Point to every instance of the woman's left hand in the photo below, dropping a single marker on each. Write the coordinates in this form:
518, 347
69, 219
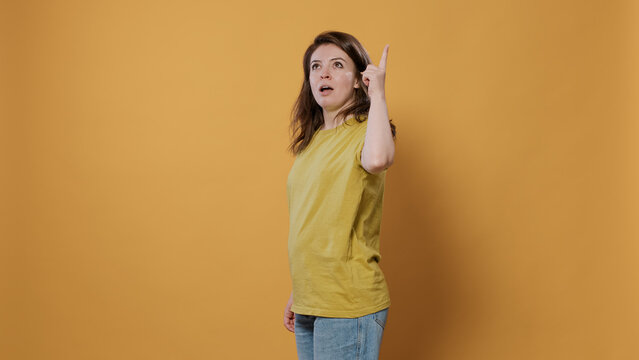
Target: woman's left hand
373, 77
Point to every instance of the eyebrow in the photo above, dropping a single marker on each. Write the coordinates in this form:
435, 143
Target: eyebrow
331, 59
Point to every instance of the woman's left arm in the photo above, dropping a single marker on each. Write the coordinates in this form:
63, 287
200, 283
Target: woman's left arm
379, 147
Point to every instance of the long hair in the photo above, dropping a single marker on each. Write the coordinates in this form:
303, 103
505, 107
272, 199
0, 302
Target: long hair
306, 115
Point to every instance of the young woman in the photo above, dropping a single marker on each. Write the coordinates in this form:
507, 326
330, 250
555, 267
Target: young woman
344, 142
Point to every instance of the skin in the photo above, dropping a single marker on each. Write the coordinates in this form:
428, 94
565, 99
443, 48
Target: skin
379, 147
332, 66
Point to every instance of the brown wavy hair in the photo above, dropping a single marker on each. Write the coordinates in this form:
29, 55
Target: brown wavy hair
306, 115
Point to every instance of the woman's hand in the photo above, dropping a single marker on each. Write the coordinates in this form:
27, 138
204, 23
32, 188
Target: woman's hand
373, 77
289, 316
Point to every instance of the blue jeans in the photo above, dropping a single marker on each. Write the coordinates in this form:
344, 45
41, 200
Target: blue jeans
325, 338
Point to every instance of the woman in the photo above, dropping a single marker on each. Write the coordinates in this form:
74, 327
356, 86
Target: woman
344, 142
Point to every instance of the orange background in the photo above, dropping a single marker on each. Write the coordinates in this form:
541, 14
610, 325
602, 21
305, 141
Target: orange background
143, 153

==================================================

** What the exercise asks **
Copy out the lines of the records above, starting with the line that contains "Point to every instance of the skin" and going on through the last line of the records. Keep each line unchanged.

** Result of this task **
Point to every instance of the skin in the photo above, dropping a single marker on each. Write the coordinates in this form:
428, 94
565, 99
443, 48
Target: skin
379, 147
332, 66
Point to every instance of the brown wavy hair in the photo above, dropping a single marker on each. Write the coordinates in this form:
29, 55
Target: brown wavy hair
306, 115
Point to every instance of the woman's hand in the photo above, dropping a single marker on each. Write the coordinates in this form:
27, 138
204, 23
32, 188
Target: woman's hand
373, 77
289, 316
Point to every instance of the blue jeans in the photo above, dropping a single marker on each. Write the coordinates in this form:
344, 45
41, 200
Target: blue jeans
325, 338
Point to every instance of the woman in the photo above, dropping a single marker on each. Write the coordinates in this form:
74, 327
356, 86
Target: woman
344, 142
Point to every instance of the orange background in the photo above, dropping a single marker on each. Write the coordinates in this form:
541, 14
610, 325
602, 21
305, 141
Target: orange background
143, 153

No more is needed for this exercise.